| Source text |
Opioid Approvals Must Be Halted, Public Citizen Says
Public Citizen News / July-August 2019
By Mike Stankiewicz
This article appeared in the July/August 2019 edition of Public Citizen News. Download the full edition here.
Not one more new opioid should enter the market until the U.S. Food and Drug Administration (FDA) creates a currently non-existent regulatory framework for reviewing and approving opioids.
That’s the stance of Public Citizen and a U.S. Food and Drug Administration (FDA) advisory committee chair, who together petitioned the agency for a moratorium on approvals of all new opioids.
This petition was born “of a sense of urgency, after repeatedly attempting to provide insights concerning the opioid crisis to the principals of the FDA. Tragically, they have not listened,” said Dr. Raeford Brown, chair of the FDA’s Anesthetic and Analgesic Drug Products Advisory Committee. “The mission of the FDA is to protect the public health. In the eyes of many experts, as it relates to opioids, they have failed.”
The petition was filed by Brown, also a professor of anesthesiology and pediatrics at the University of Kentucky, and Dr. Sidney Wolfe, founder and senior adviser of Public Citizen’s Health Research Group and previous member of the FDA’s Drug Safety and Risk Management Advisory Committee. Together, they have eight years of experience on FDA advisory committees, most often focusing on prescription opioids.
The FDA approved 27 new or reformulated opioid analgesic medications between 2009 and 2015, even as the number of deaths by opioid abuse escalated. Every day, about 46 people in the U.S. die from prescription opioid overdoses, according to the Centers for Disease Control and Prevention.
In 2011, the agency approved reformulated Opana ER, despite pre-approval evidence cited by Public Citizen at the time that it could easily be manipulated to facilitate intravenous abuse. (The FDA removed it from the market more than five years later because of its dangers.) And last year, the agency approved the controversial and powerful opioid Dsuvia, over the strong objection of Public Citizen and Dr. Brown.
Wolfe and Brown detailed in a telephone press conference the urgent need for the FDA to implement National Academies of Sciences, Engineering, and Medicine (National Academies) mid-2017 recommendations regarding the review and approval of opioids – recommendations the FDA sought but has not implemented.
Those recommendations include creating a regulatory framework to prevent a continuation of dangerous past FDA errors that have contributed to the opioid crisis in the U.S. The National Academies found that the FDA had failed to adequately “incorporate public health considerations into opioid-related regulatory decisions.”
“As an important contributor to the current prescription opioid crisis because of its poor record, the FDA no longer can be trusted to approve new opioids,” Wolfe said. “To continue approving opioids such as Opana ER and Dsuvia before developing this framework for safer opioid regulations is to guarantee further opioid disasters and FDA culpability.”
Brown and Wolfe warned the agency not to approve Dsuvia, which is five to 10 times more potent than fentanyl and 1,000 times more potent than morphine. Dsuvia is so potent that physican abusers of the intravenous formulation of it, available since 1984 only in hospital settings for general anesthesia – have been known to die when they inject the first dose.
“It will be taken by medical personnel and others for whom it has not been prescribed. And many of those will overdose and die,” Wolfe said.
Wolfe noted that the FDA changed the review process to suppress opposition to Dsuvia; the agency chose not to ask the full Drug Safety and Risk Management Advisory committee, whose members likely would have recommended against approval, to review the drug.
Similarly, when the agency approved Opana ER in 2011, it claimed that, despite evidence to the contrary, the FDA claimed the drug did not constitute a safety problem and that there was no need for a pre-approval safety advisory committee meeting, which would have highlighted the dangers of the medication.
The FDA removed the drug from the market more than five years later in the wake of rapidly mounting evidence that the predicted intravenous abuse of the drug was leading to a public health emergency.

| Records supplied |
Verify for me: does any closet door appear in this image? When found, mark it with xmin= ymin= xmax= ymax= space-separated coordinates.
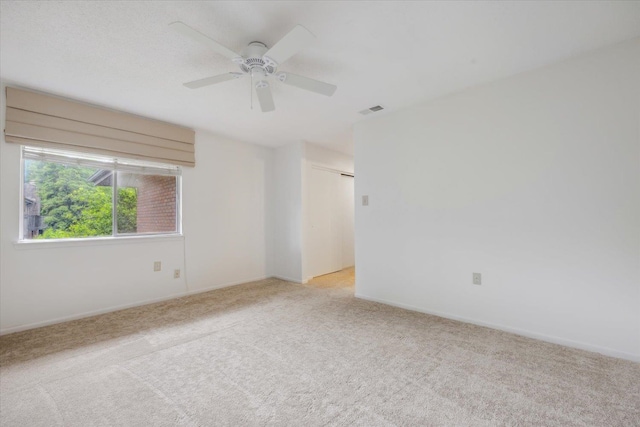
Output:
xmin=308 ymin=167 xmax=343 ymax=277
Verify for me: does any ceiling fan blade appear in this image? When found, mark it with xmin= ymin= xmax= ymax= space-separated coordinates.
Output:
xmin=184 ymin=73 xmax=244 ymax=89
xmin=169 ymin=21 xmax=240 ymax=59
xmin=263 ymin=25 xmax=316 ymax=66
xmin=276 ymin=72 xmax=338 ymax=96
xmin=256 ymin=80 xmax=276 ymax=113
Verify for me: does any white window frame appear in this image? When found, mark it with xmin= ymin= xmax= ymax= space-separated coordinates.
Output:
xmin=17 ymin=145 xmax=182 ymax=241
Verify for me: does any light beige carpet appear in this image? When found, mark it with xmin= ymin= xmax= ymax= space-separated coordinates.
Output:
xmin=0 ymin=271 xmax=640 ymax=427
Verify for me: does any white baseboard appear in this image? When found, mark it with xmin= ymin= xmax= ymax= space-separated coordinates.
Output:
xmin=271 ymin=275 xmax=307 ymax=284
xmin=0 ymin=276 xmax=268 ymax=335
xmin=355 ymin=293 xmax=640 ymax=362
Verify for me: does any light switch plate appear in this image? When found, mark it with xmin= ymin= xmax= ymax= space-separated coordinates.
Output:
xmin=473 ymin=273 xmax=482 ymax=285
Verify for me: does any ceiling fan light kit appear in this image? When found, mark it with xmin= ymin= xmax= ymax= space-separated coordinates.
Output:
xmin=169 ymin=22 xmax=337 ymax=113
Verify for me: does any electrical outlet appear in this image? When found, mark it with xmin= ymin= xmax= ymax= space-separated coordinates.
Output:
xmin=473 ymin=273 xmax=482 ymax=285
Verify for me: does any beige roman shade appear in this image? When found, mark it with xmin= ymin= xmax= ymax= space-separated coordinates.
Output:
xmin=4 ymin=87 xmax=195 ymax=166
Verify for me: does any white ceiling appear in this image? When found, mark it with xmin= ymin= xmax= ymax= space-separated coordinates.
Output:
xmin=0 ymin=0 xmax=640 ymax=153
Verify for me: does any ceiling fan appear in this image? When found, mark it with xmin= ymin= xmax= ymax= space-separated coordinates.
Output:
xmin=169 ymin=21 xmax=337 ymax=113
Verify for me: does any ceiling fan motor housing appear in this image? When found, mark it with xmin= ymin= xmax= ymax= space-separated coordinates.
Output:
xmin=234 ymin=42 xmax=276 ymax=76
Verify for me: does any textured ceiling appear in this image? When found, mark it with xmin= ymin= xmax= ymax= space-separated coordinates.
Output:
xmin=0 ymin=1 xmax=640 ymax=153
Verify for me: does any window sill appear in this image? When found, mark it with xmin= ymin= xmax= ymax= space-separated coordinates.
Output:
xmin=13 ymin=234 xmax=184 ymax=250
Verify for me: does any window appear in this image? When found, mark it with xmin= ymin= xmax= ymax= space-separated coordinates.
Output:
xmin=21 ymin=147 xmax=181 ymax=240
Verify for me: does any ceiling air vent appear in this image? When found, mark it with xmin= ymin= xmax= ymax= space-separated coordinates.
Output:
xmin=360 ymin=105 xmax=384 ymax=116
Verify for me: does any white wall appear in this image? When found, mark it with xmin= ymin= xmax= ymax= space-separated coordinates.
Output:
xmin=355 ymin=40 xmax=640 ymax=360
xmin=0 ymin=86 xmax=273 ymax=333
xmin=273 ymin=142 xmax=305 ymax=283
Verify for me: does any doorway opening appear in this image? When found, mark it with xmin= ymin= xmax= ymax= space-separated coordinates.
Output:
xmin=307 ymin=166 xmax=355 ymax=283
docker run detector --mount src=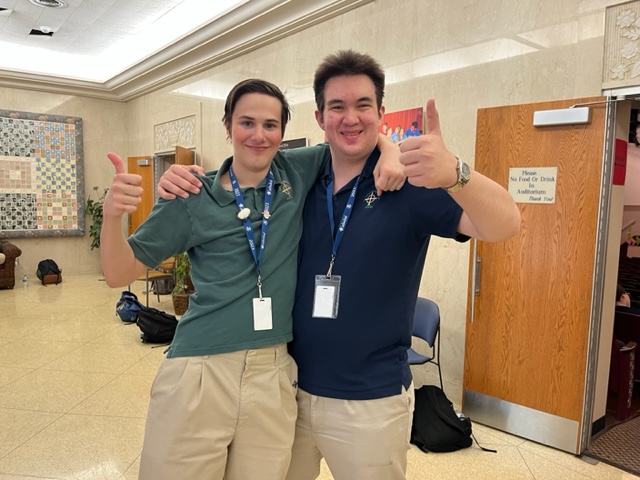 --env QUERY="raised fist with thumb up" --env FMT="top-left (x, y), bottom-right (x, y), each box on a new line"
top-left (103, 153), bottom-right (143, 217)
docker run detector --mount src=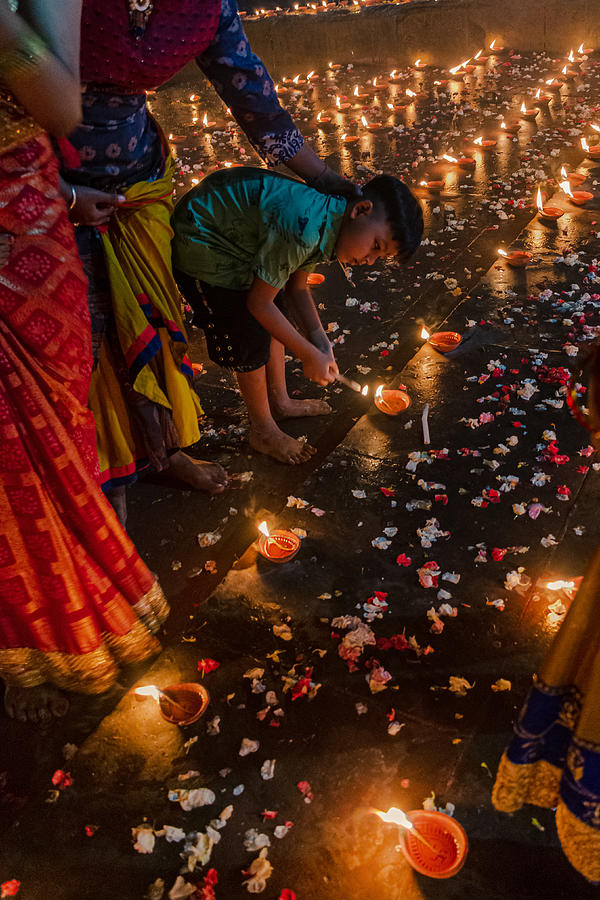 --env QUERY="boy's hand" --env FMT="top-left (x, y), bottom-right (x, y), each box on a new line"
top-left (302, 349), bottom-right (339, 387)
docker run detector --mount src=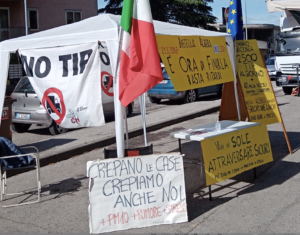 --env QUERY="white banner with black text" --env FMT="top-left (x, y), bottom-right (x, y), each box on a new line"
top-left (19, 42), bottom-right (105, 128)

* * *

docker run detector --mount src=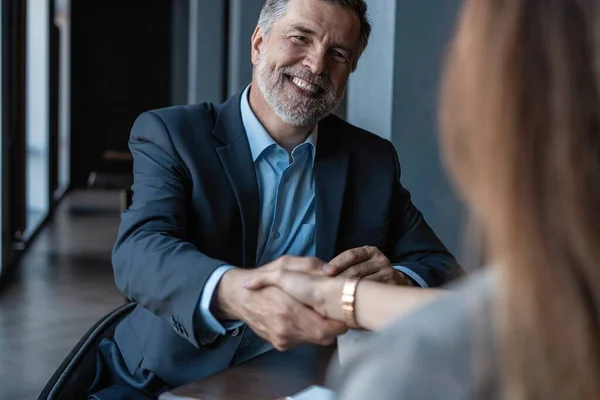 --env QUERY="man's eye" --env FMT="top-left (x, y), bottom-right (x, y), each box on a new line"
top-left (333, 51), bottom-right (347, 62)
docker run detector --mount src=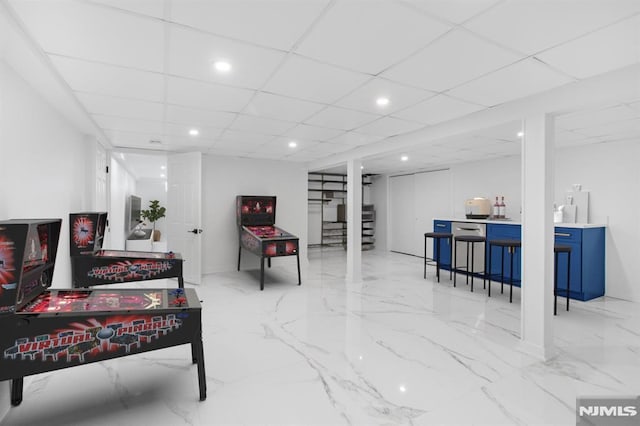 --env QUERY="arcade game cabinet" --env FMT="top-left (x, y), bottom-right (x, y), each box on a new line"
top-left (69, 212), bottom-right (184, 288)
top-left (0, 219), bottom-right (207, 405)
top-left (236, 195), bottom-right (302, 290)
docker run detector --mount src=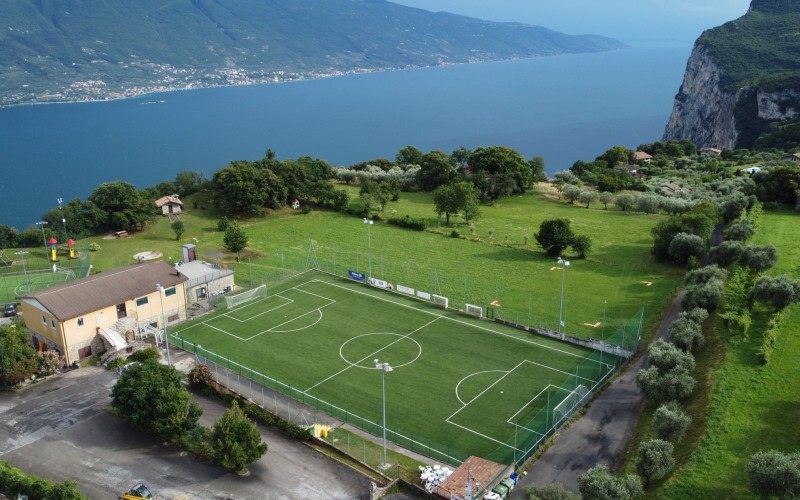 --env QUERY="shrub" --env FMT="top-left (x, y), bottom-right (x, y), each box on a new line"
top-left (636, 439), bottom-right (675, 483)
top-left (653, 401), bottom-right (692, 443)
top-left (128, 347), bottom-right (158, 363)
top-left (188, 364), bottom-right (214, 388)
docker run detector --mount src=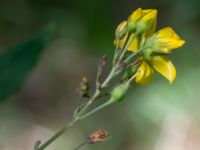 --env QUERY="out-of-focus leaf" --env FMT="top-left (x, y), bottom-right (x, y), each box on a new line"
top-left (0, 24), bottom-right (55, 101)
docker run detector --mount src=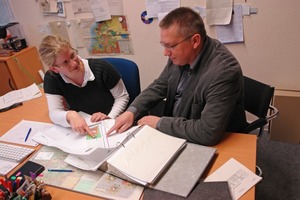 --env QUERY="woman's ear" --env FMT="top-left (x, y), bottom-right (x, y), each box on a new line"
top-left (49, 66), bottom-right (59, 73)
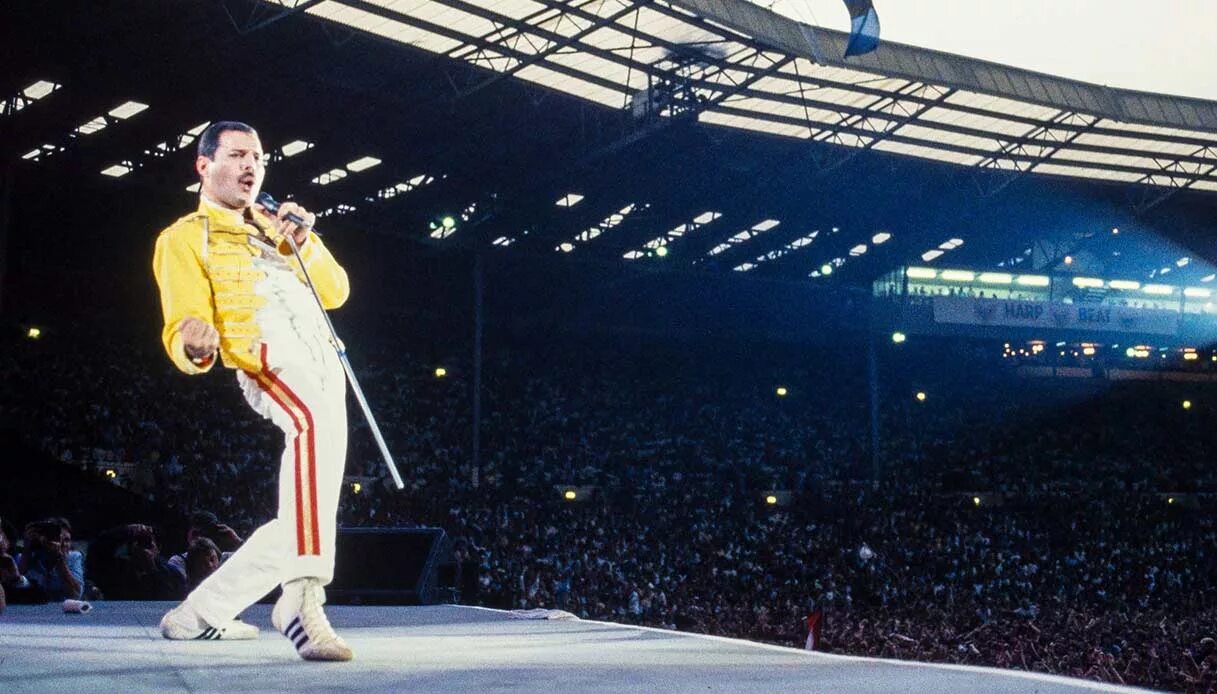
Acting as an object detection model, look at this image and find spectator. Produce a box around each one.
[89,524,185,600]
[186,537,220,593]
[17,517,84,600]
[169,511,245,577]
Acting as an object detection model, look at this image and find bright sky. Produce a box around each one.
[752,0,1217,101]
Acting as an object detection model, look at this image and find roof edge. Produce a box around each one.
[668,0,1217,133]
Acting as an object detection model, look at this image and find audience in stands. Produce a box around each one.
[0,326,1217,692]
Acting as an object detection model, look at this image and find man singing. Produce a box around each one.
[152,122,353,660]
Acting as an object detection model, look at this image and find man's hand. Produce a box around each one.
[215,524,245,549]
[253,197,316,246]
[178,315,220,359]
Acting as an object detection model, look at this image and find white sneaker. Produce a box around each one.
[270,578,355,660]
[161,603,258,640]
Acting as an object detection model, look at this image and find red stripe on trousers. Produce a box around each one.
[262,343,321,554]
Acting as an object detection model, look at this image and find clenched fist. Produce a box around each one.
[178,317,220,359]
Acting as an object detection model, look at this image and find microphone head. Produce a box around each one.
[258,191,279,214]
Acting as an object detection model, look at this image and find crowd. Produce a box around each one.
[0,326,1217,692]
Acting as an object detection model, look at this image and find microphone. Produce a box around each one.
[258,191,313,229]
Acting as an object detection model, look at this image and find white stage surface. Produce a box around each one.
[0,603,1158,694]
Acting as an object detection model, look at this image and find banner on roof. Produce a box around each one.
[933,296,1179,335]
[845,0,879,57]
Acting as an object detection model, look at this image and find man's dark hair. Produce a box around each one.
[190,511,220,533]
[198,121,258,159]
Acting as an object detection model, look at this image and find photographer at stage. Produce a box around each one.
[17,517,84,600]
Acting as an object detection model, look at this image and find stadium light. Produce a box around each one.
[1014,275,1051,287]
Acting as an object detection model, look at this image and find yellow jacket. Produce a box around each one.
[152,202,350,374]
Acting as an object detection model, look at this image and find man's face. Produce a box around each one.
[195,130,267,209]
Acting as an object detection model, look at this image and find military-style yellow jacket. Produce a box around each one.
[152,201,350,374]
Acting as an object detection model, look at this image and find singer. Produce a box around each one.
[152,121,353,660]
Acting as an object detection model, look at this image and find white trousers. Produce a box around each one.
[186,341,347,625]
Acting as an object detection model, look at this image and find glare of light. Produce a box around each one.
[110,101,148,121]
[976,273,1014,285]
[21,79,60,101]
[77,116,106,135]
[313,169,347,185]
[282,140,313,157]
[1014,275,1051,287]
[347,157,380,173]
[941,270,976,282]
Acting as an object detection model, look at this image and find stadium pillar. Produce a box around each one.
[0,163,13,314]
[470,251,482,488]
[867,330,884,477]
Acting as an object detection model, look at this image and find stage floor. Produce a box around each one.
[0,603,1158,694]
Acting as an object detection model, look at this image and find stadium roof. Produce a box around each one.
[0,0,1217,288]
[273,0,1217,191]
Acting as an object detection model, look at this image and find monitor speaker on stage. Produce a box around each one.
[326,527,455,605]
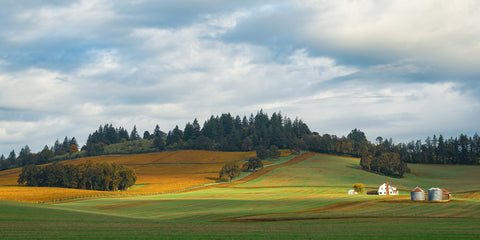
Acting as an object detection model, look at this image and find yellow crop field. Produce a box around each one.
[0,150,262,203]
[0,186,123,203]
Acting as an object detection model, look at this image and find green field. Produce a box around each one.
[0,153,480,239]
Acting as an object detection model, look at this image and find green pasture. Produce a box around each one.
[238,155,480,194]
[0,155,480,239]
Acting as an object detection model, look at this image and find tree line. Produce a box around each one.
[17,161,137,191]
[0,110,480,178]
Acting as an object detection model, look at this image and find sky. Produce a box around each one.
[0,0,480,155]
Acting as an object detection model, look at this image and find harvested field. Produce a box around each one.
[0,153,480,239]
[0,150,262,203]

| Task requirements |
According to the article on opioid approvals, how many new or reformulated opioid analgesic medications did the FDA approve between 2009 and 2015?

| Response |
27